▶ _What you are asked to do_: Count how many lines in the entries below contain the word "wall", matching case exactly, and give only that number.

▶ _Some records_:

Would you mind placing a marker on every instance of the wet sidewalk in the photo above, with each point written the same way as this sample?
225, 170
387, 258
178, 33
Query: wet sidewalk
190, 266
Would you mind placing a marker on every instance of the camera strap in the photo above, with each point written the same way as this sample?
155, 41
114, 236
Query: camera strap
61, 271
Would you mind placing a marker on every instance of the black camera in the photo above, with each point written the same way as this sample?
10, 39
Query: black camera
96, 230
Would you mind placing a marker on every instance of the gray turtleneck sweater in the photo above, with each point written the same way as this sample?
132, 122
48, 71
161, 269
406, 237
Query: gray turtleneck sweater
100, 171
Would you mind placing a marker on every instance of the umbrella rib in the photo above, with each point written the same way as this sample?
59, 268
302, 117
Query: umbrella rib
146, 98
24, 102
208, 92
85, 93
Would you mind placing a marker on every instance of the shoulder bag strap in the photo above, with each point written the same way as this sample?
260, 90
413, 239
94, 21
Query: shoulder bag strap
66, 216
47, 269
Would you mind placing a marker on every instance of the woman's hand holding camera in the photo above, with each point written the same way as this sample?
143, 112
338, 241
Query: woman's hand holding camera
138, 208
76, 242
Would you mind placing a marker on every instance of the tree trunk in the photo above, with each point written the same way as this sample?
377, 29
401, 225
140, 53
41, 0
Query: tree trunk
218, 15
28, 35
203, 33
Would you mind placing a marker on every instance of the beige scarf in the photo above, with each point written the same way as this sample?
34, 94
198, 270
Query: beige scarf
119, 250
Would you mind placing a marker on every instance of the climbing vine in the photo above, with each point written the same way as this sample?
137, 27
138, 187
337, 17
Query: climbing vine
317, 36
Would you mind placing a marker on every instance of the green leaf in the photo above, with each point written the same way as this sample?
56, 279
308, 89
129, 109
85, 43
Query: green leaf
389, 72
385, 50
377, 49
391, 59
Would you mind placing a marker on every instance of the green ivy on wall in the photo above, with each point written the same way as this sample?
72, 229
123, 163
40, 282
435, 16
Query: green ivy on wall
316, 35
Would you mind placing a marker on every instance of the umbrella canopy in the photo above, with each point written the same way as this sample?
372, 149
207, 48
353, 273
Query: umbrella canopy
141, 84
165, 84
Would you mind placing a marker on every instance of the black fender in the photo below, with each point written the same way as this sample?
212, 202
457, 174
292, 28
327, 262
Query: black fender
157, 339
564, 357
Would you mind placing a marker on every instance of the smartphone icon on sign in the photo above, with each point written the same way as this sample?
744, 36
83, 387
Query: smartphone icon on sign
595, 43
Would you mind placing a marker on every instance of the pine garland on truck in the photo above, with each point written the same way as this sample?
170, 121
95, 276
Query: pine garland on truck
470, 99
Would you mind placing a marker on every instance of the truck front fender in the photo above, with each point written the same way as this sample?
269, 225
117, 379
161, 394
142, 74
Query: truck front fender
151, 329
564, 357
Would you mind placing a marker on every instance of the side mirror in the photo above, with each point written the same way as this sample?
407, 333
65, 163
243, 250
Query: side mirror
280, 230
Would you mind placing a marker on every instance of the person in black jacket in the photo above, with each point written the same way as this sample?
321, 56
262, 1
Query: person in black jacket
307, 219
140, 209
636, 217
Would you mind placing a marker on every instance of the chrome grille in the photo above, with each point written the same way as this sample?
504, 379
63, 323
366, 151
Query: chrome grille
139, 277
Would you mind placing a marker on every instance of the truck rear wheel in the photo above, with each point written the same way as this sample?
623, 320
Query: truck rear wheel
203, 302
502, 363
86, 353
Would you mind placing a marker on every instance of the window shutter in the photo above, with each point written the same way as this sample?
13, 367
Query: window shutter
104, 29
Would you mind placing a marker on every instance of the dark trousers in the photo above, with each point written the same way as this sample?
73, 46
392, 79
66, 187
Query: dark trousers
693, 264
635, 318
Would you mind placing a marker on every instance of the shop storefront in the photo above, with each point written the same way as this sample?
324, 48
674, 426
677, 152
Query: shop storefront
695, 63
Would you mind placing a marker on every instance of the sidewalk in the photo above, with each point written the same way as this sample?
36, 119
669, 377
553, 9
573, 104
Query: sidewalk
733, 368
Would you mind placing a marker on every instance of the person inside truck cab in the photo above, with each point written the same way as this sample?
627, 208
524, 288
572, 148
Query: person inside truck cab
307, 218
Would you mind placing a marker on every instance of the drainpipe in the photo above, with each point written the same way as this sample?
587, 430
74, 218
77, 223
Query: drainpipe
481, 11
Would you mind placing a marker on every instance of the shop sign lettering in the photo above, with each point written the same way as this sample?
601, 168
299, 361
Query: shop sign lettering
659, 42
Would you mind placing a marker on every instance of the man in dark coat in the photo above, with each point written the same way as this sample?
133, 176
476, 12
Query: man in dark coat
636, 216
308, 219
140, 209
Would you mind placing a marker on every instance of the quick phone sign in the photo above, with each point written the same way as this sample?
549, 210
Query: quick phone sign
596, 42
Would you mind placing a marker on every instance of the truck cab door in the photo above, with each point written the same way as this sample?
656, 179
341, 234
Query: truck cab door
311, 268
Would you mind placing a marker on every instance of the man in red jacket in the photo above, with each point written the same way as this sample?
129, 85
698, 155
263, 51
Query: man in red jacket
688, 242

---

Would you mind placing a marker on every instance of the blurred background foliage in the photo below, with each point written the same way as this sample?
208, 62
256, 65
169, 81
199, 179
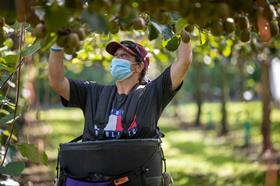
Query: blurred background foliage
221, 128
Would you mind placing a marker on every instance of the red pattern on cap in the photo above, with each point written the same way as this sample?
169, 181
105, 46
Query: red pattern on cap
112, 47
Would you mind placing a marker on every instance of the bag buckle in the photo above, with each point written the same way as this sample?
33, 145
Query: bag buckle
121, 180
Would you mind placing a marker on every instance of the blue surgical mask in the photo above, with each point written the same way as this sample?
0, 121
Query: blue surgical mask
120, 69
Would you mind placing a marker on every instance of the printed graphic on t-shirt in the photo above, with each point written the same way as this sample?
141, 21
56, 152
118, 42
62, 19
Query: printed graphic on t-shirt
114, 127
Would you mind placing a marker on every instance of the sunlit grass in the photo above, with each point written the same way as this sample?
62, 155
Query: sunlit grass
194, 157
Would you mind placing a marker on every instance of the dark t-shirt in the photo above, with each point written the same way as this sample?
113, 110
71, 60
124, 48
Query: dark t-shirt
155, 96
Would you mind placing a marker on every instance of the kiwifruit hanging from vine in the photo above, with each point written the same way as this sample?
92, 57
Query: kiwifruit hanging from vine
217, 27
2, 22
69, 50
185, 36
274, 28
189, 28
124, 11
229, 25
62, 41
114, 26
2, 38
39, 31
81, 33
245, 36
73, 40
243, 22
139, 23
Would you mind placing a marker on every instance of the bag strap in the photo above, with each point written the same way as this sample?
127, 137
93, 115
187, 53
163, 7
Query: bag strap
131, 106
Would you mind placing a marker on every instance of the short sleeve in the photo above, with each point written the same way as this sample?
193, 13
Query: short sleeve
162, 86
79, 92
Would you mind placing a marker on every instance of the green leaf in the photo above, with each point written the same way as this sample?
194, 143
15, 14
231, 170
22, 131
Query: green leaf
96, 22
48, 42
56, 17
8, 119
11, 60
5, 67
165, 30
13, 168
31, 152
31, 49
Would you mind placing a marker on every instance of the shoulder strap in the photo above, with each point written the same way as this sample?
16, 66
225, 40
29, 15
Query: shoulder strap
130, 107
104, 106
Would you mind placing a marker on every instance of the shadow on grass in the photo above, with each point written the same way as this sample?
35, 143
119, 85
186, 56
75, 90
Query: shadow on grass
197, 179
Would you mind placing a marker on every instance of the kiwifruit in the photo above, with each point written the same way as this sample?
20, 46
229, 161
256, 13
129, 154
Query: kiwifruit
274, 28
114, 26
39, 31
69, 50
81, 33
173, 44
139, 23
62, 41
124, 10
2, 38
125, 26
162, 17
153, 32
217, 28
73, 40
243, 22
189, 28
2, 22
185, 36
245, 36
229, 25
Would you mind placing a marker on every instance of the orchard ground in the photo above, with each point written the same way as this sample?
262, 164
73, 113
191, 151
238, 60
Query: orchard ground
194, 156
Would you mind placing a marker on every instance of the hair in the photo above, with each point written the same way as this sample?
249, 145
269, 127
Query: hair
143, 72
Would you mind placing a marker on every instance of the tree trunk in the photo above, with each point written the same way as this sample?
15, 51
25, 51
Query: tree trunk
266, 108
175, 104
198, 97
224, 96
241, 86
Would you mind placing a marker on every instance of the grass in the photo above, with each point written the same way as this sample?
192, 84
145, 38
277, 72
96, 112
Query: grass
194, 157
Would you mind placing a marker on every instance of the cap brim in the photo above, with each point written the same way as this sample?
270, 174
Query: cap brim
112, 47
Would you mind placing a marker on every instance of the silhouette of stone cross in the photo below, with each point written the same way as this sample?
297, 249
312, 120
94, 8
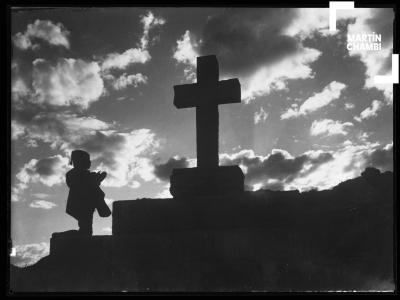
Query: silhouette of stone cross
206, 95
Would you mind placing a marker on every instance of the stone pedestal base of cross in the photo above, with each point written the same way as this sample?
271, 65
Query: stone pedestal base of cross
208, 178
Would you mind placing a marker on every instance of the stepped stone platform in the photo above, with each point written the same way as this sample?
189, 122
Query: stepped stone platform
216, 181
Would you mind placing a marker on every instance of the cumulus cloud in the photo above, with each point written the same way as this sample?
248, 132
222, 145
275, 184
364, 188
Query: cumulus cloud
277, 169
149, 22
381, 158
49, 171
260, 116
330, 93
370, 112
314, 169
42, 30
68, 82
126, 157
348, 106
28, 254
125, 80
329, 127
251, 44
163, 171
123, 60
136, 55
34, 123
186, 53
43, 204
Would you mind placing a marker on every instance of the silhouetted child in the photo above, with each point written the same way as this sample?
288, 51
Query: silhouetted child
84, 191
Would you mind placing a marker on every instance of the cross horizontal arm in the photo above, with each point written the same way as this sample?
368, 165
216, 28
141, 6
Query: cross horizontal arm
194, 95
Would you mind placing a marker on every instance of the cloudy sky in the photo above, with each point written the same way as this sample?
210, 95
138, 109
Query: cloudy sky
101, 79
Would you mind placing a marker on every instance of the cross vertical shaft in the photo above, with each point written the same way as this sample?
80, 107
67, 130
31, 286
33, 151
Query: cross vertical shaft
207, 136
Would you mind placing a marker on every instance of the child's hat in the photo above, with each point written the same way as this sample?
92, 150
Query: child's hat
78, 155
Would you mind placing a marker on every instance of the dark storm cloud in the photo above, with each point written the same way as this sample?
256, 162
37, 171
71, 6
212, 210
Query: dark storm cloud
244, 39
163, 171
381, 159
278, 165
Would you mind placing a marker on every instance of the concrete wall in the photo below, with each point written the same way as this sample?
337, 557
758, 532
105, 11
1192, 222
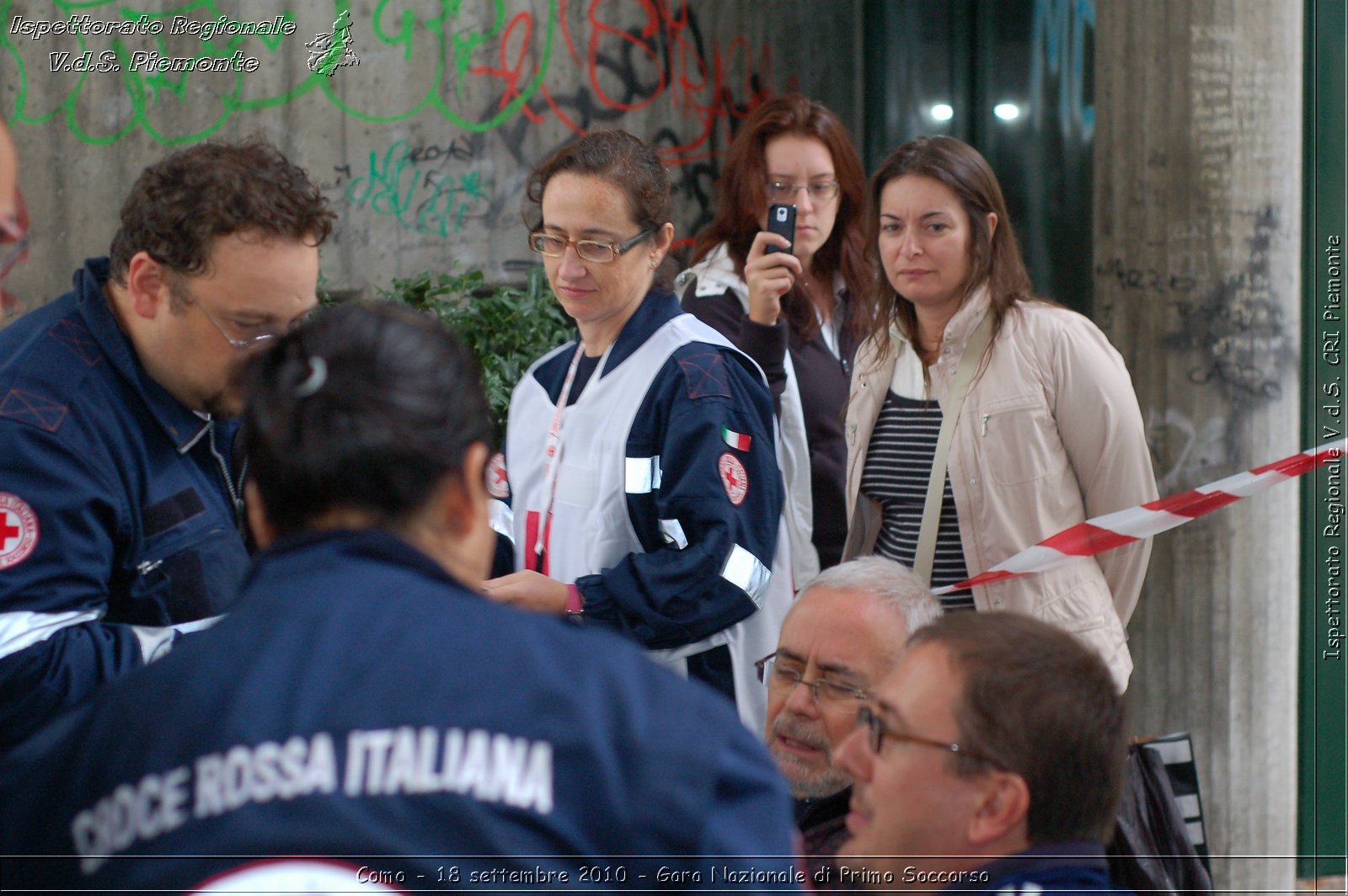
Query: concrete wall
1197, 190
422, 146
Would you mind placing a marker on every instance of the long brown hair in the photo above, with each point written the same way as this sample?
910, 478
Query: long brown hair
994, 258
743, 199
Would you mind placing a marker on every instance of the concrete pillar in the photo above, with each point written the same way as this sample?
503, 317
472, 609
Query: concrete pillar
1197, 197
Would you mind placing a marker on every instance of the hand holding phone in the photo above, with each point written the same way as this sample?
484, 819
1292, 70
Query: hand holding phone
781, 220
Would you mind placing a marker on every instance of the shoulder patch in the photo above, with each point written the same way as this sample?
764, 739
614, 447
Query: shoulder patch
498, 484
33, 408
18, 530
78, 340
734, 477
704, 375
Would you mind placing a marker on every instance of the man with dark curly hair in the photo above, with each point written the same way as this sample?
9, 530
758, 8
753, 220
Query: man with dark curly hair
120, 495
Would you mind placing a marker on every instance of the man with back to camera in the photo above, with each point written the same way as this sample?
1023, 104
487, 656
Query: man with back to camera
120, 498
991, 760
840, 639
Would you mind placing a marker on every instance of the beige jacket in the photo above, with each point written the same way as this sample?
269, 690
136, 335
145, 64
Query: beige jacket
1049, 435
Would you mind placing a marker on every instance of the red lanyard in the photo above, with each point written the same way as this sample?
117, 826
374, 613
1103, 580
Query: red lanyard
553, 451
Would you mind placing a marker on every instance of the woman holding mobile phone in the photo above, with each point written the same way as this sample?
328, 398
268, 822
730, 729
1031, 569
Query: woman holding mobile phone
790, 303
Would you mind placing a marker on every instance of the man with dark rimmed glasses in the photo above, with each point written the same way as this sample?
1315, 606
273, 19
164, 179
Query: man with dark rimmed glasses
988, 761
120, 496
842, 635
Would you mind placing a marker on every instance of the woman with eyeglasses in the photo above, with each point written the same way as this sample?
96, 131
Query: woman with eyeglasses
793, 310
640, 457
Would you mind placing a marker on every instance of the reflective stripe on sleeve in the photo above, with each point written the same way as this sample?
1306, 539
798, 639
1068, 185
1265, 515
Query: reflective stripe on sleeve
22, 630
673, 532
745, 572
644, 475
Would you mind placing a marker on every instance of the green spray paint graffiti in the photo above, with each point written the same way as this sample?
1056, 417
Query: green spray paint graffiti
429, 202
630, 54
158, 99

▶ _Solution for this task_: 4